--- Records shown ---
|---|
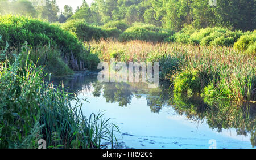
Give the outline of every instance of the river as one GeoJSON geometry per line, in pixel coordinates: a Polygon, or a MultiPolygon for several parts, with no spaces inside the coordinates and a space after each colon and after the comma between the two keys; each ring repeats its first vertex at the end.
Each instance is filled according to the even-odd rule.
{"type": "Polygon", "coordinates": [[[96,72],[76,72],[63,81],[68,92],[86,98],[84,114],[104,111],[119,127],[118,148],[253,148],[256,105],[174,94],[168,85],[97,81],[96,72]],[[171,90],[171,91],[170,91],[171,90]]]}

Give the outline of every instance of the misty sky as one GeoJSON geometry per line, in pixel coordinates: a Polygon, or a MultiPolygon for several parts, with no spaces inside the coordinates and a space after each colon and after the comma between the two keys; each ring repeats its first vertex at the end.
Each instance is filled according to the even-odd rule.
{"type": "MultiPolygon", "coordinates": [[[[90,3],[93,1],[93,0],[86,0],[87,3],[90,5],[90,3]]],[[[63,10],[64,6],[65,5],[68,5],[73,8],[73,11],[75,11],[77,6],[81,6],[82,4],[82,0],[56,0],[57,3],[59,6],[59,8],[63,10]]]]}

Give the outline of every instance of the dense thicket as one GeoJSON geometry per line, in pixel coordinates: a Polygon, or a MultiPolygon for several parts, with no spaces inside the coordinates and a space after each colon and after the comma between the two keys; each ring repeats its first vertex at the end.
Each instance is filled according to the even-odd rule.
{"type": "Polygon", "coordinates": [[[98,62],[98,59],[90,54],[75,34],[63,30],[57,24],[23,16],[0,16],[0,35],[2,36],[0,47],[3,49],[7,42],[11,53],[18,54],[21,46],[27,43],[33,48],[31,55],[34,55],[34,62],[39,57],[44,60],[40,64],[43,66],[50,60],[51,63],[60,62],[59,67],[50,70],[51,72],[63,66],[63,63],[73,70],[80,70],[85,68],[95,68],[96,66],[90,64],[98,62]],[[38,47],[40,49],[37,49],[38,47]],[[50,58],[49,56],[55,58],[50,58]],[[56,60],[55,62],[54,59],[56,60]]]}
{"type": "Polygon", "coordinates": [[[0,0],[0,14],[20,14],[50,22],[84,19],[98,25],[110,21],[140,21],[176,31],[185,24],[197,29],[221,27],[244,31],[256,25],[255,0],[96,0],[90,6],[83,1],[74,11],[68,5],[60,10],[55,0],[44,2],[0,0]]]}

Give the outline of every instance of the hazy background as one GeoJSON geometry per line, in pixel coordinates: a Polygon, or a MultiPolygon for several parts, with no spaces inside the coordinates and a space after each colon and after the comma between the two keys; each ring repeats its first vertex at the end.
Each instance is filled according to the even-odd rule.
{"type": "MultiPolygon", "coordinates": [[[[68,5],[71,6],[73,8],[73,11],[76,10],[77,6],[80,6],[82,5],[82,0],[56,0],[57,4],[59,6],[60,10],[63,10],[64,6],[68,5]]],[[[87,3],[89,5],[90,5],[93,0],[86,0],[87,3]]]]}

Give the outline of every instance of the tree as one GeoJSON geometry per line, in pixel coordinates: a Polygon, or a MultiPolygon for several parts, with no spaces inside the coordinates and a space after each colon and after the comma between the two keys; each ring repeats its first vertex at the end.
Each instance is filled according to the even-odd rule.
{"type": "Polygon", "coordinates": [[[55,22],[58,20],[59,7],[56,0],[45,0],[46,4],[37,7],[38,18],[46,19],[49,22],[55,22]]]}

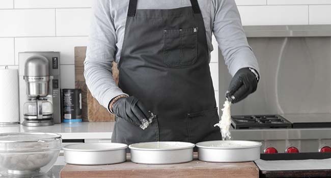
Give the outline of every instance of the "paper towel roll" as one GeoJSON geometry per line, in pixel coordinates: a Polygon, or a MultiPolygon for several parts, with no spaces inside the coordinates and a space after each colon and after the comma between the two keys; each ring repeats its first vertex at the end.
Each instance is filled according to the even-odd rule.
{"type": "Polygon", "coordinates": [[[18,73],[17,69],[0,69],[0,123],[18,123],[18,73]]]}

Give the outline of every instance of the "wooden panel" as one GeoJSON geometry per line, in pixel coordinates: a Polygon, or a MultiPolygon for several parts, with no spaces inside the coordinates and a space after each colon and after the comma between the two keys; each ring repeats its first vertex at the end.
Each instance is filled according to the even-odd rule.
{"type": "MultiPolygon", "coordinates": [[[[100,105],[94,98],[86,86],[84,77],[84,60],[86,57],[87,47],[75,47],[75,82],[76,88],[81,90],[82,118],[84,121],[114,121],[115,115],[111,114],[107,109],[100,105]]],[[[118,82],[118,70],[116,64],[113,63],[113,77],[118,82]]]]}
{"type": "Polygon", "coordinates": [[[98,166],[67,164],[61,178],[76,177],[211,177],[258,178],[254,162],[216,163],[195,159],[182,164],[146,165],[129,161],[121,164],[98,166]]]}

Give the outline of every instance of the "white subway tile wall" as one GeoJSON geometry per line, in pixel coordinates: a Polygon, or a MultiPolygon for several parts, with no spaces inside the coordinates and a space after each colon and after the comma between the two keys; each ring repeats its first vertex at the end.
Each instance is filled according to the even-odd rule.
{"type": "Polygon", "coordinates": [[[14,65],[14,38],[0,38],[0,65],[14,65]]]}
{"type": "MultiPolygon", "coordinates": [[[[329,1],[331,2],[331,1],[329,1]]],[[[309,7],[309,22],[312,24],[331,24],[331,5],[315,5],[309,7]]]]}
{"type": "Polygon", "coordinates": [[[55,10],[0,10],[0,37],[55,36],[55,10]]]}
{"type": "MultiPolygon", "coordinates": [[[[90,8],[92,6],[92,1],[93,0],[15,0],[15,8],[23,9],[90,8]]],[[[12,0],[12,1],[13,0],[12,0]]]]}
{"type": "Polygon", "coordinates": [[[57,9],[57,36],[88,36],[91,9],[57,9]]]}
{"type": "MultiPolygon", "coordinates": [[[[61,87],[74,87],[74,47],[87,45],[93,1],[98,0],[0,0],[0,68],[17,68],[19,52],[60,51],[61,87]]],[[[235,2],[244,25],[331,24],[331,0],[235,2]]],[[[214,39],[213,45],[210,66],[218,100],[214,39]]]]}
{"type": "Polygon", "coordinates": [[[13,9],[14,8],[14,0],[0,1],[0,9],[13,9]]]}

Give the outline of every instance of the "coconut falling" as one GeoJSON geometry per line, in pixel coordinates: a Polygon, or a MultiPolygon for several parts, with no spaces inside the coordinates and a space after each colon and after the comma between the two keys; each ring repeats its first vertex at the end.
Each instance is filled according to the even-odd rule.
{"type": "Polygon", "coordinates": [[[220,128],[223,140],[230,140],[231,139],[231,134],[230,132],[230,127],[231,125],[231,103],[227,99],[223,106],[224,107],[222,109],[223,113],[219,122],[214,125],[214,127],[218,126],[220,128]]]}

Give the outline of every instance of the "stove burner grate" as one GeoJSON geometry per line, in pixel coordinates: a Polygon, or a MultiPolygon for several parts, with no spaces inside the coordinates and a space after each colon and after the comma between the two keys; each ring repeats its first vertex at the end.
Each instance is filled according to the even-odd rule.
{"type": "Polygon", "coordinates": [[[231,123],[236,129],[292,127],[292,124],[280,115],[234,115],[231,123]]]}

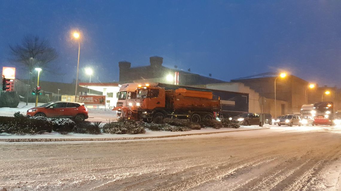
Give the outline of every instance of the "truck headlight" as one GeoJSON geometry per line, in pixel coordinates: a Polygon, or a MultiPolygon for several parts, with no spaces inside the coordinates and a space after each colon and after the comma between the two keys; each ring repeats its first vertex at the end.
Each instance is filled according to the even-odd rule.
{"type": "Polygon", "coordinates": [[[340,125],[341,124],[341,120],[339,119],[334,119],[333,121],[335,125],[340,125]]]}

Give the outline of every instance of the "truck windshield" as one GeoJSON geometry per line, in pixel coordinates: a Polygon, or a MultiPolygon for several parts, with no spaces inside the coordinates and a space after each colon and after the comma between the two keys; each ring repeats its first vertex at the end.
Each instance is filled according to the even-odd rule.
{"type": "Polygon", "coordinates": [[[148,90],[146,89],[141,89],[138,91],[137,94],[138,99],[145,98],[148,94],[148,90]]]}
{"type": "Polygon", "coordinates": [[[121,91],[118,95],[119,100],[125,100],[127,97],[127,91],[121,91]]]}

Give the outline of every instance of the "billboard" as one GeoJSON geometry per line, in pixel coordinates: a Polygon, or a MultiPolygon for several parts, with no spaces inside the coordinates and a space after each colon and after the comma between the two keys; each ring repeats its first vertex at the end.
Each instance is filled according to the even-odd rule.
{"type": "Polygon", "coordinates": [[[105,96],[79,96],[78,102],[85,105],[105,105],[105,96]]]}
{"type": "Polygon", "coordinates": [[[2,77],[6,79],[15,79],[15,68],[2,67],[2,77]]]}

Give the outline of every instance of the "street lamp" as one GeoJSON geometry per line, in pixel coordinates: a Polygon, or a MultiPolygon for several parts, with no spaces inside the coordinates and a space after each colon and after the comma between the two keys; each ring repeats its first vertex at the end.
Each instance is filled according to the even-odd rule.
{"type": "Polygon", "coordinates": [[[60,89],[58,89],[58,99],[57,99],[57,101],[59,101],[59,90],[60,90],[60,89]]]}
{"type": "Polygon", "coordinates": [[[89,83],[91,82],[91,74],[92,74],[92,69],[89,68],[85,69],[85,73],[86,74],[90,76],[90,79],[89,80],[89,83]]]}
{"type": "MultiPolygon", "coordinates": [[[[315,87],[315,85],[314,84],[310,84],[308,86],[308,88],[310,89],[313,89],[315,87]]],[[[306,101],[306,99],[307,99],[307,89],[308,88],[306,88],[305,90],[304,91],[304,101],[306,101]]]]}
{"type": "MultiPolygon", "coordinates": [[[[36,68],[35,70],[38,71],[38,81],[37,82],[37,88],[39,86],[39,74],[40,74],[40,71],[42,71],[42,69],[40,68],[36,68]]],[[[38,94],[39,93],[35,94],[35,107],[38,105],[38,94]]]]}
{"type": "Polygon", "coordinates": [[[279,76],[277,76],[275,79],[275,117],[277,117],[277,110],[276,108],[276,106],[277,106],[276,104],[276,80],[279,77],[281,77],[281,78],[284,78],[286,76],[286,73],[282,72],[280,74],[279,76]]]}
{"type": "Polygon", "coordinates": [[[323,101],[323,95],[325,94],[326,95],[329,95],[330,94],[330,92],[329,91],[326,91],[324,93],[322,94],[322,101],[323,101]]]}
{"type": "Polygon", "coordinates": [[[75,32],[73,33],[73,37],[78,40],[78,61],[77,62],[77,75],[76,75],[76,89],[75,91],[75,101],[76,101],[77,98],[77,89],[78,87],[78,69],[79,66],[79,53],[80,52],[80,41],[79,38],[80,37],[80,35],[79,33],[75,32]]]}

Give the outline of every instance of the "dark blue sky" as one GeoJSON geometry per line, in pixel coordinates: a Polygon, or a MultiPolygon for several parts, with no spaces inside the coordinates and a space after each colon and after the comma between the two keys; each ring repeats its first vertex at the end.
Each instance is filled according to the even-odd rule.
{"type": "Polygon", "coordinates": [[[281,69],[341,87],[341,1],[0,1],[0,66],[11,65],[9,44],[37,35],[59,52],[64,74],[43,72],[42,80],[70,82],[78,46],[69,35],[78,28],[80,77],[91,66],[94,82],[118,80],[123,60],[142,66],[158,55],[173,67],[176,45],[178,68],[204,75],[228,81],[281,69]]]}

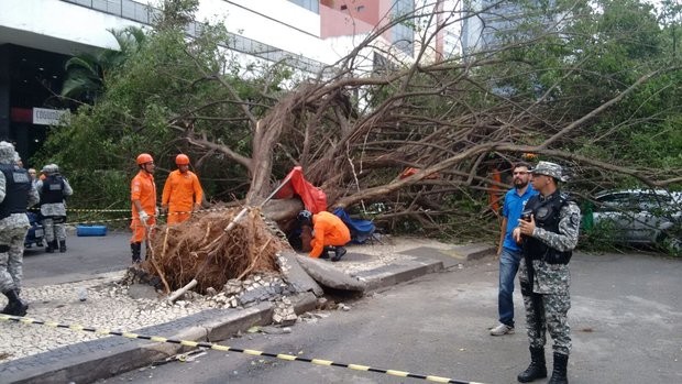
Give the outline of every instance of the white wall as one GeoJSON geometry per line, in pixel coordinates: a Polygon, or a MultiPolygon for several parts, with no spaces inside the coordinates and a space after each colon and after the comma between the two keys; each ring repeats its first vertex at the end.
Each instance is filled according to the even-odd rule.
{"type": "Polygon", "coordinates": [[[140,24],[58,0],[0,0],[0,44],[10,42],[65,54],[78,51],[68,50],[69,43],[78,43],[74,48],[118,48],[107,30],[127,25],[140,24]]]}
{"type": "Polygon", "coordinates": [[[286,0],[202,0],[196,19],[224,21],[229,32],[324,62],[319,14],[286,0]]]}

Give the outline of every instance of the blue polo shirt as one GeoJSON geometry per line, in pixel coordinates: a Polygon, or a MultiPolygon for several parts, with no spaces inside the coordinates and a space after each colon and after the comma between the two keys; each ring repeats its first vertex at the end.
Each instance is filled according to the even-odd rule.
{"type": "Polygon", "coordinates": [[[518,227],[518,219],[521,218],[521,212],[526,207],[526,202],[528,202],[528,200],[537,194],[538,191],[532,189],[532,186],[530,185],[530,183],[528,183],[528,188],[526,188],[524,195],[519,196],[516,193],[516,188],[509,189],[505,195],[505,202],[502,208],[502,216],[507,218],[507,229],[505,233],[505,241],[502,244],[503,248],[516,252],[521,250],[516,243],[516,241],[514,241],[514,238],[512,238],[512,232],[514,232],[514,229],[518,227]]]}

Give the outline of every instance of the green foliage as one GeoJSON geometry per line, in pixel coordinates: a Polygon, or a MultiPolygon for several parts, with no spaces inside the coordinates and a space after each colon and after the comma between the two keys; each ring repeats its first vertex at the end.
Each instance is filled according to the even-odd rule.
{"type": "MultiPolygon", "coordinates": [[[[249,72],[226,57],[218,44],[228,39],[221,25],[205,25],[201,35],[187,39],[182,21],[195,3],[166,2],[166,17],[180,14],[160,21],[158,29],[144,36],[138,30],[113,32],[129,50],[70,62],[74,68],[80,63],[78,68],[91,69],[99,96],[94,105],[79,107],[68,127],[52,129],[35,161],[55,162],[64,169],[76,194],[73,208],[129,207],[130,179],[139,171],[134,160],[142,152],[155,158],[160,194],[177,153],[190,156],[208,197],[231,200],[248,189],[234,182],[248,179],[246,168],[219,152],[191,146],[185,132],[249,156],[251,127],[223,83],[256,105],[251,112],[260,117],[273,102],[267,92],[282,89],[292,73],[257,66],[249,72]]],[[[75,77],[79,74],[74,72],[75,77]]]]}

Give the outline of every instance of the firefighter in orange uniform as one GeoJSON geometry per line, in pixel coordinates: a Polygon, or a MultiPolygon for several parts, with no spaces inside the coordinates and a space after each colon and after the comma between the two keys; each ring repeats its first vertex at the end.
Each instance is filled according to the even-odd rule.
{"type": "Polygon", "coordinates": [[[133,253],[133,264],[142,260],[140,253],[142,241],[146,239],[147,231],[156,224],[156,185],[154,184],[154,158],[148,153],[138,156],[140,172],[130,183],[130,199],[133,204],[133,221],[130,229],[133,237],[130,239],[130,249],[133,253]]]}
{"type": "Polygon", "coordinates": [[[168,226],[189,219],[194,210],[201,208],[204,190],[197,175],[189,171],[189,157],[175,157],[178,169],[173,171],[164,185],[161,207],[168,211],[168,226]]]}
{"type": "Polygon", "coordinates": [[[338,262],[345,254],[345,245],[351,241],[351,232],[348,227],[336,215],[321,211],[312,215],[308,210],[301,210],[298,213],[298,222],[302,226],[312,227],[312,240],[310,245],[310,257],[329,257],[327,252],[332,251],[334,255],[332,262],[338,262]],[[333,245],[333,249],[330,248],[333,245]]]}

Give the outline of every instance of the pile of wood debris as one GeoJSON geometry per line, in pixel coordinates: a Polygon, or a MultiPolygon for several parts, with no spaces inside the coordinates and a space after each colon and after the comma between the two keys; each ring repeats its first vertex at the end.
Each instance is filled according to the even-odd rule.
{"type": "Polygon", "coordinates": [[[199,212],[183,223],[156,228],[142,270],[158,276],[166,293],[196,278],[195,290],[200,294],[220,290],[233,278],[278,272],[276,254],[290,245],[257,208],[249,208],[227,230],[240,212],[239,208],[199,212]]]}

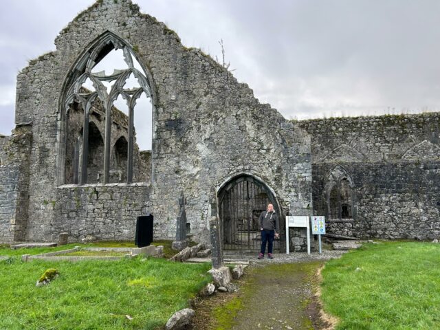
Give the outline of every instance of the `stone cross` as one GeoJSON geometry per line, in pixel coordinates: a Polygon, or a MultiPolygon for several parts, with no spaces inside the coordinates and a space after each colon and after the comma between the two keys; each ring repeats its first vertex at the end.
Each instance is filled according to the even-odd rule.
{"type": "Polygon", "coordinates": [[[211,257],[212,268],[217,270],[223,265],[223,250],[220,241],[220,226],[217,217],[212,217],[209,221],[211,238],[211,257]]]}
{"type": "Polygon", "coordinates": [[[180,211],[177,216],[176,223],[176,239],[173,242],[171,248],[173,250],[182,250],[186,248],[188,242],[186,241],[186,212],[185,211],[185,205],[186,204],[186,199],[182,197],[179,199],[179,206],[180,211]]]}

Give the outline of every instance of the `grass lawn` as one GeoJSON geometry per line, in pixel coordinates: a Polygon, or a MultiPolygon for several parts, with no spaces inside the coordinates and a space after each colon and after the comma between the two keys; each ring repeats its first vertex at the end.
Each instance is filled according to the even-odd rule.
{"type": "Polygon", "coordinates": [[[210,268],[209,264],[154,258],[23,263],[16,256],[0,261],[0,329],[160,327],[175,311],[188,307],[188,300],[210,280],[210,268]],[[36,287],[47,268],[57,268],[60,276],[36,287]]]}
{"type": "Polygon", "coordinates": [[[119,252],[116,251],[88,251],[80,250],[74,252],[59,254],[61,256],[124,256],[129,254],[128,252],[119,252]]]}
{"type": "MultiPolygon", "coordinates": [[[[152,245],[158,246],[164,245],[164,258],[169,259],[174,256],[178,251],[175,251],[171,249],[171,244],[173,241],[170,240],[155,240],[153,241],[152,245]]],[[[189,243],[190,246],[194,246],[197,245],[197,243],[190,241],[189,243]]],[[[23,254],[41,254],[42,253],[54,252],[56,251],[60,251],[62,250],[72,249],[76,246],[80,246],[81,248],[136,248],[134,243],[131,241],[100,241],[94,242],[88,244],[83,244],[80,242],[71,243],[65,245],[56,246],[54,248],[33,248],[30,249],[22,248],[18,250],[12,250],[9,245],[0,244],[0,256],[21,256],[23,254]]],[[[122,254],[122,255],[123,255],[122,254]]],[[[72,254],[70,254],[72,255],[72,254]]],[[[80,254],[76,254],[80,255],[80,254]]],[[[86,255],[86,254],[84,254],[86,255]]],[[[87,254],[91,255],[91,254],[87,254]]],[[[100,255],[96,254],[94,255],[100,255]]]]}
{"type": "Polygon", "coordinates": [[[338,329],[440,329],[440,244],[365,244],[328,262],[322,276],[338,329]]]}

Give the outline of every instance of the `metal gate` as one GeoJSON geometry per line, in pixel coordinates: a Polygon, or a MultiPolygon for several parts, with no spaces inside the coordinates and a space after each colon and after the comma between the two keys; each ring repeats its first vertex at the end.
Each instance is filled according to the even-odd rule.
{"type": "MultiPolygon", "coordinates": [[[[260,250],[258,217],[269,203],[267,193],[252,181],[239,181],[226,192],[220,209],[225,250],[260,250]]],[[[274,250],[279,250],[278,241],[274,241],[274,250]]]]}

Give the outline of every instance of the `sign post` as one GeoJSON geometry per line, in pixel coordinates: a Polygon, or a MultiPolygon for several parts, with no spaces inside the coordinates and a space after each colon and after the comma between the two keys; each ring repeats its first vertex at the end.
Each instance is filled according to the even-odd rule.
{"type": "Polygon", "coordinates": [[[318,235],[319,242],[319,253],[322,253],[321,248],[321,235],[325,234],[325,217],[314,216],[311,217],[311,233],[318,235]]]}
{"type": "Polygon", "coordinates": [[[286,254],[289,254],[289,228],[290,227],[302,227],[305,228],[307,231],[307,253],[310,254],[310,226],[309,225],[309,217],[307,215],[286,217],[286,254]]]}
|---|
--- Your objective ---
Collect every line above that contains the string "tile", copying each one in full.

--- Solution for this problem ---
Give the outline of every instance of the "white subway tile wall" as one GeoJSON geometry per line, in pixel coordinates: a Polygon, or a MultiPolygon for several parts, with no spaces inside the coordinates and a space after each colon and after the comma between the two keys; each ring repeats its first vertex at the end.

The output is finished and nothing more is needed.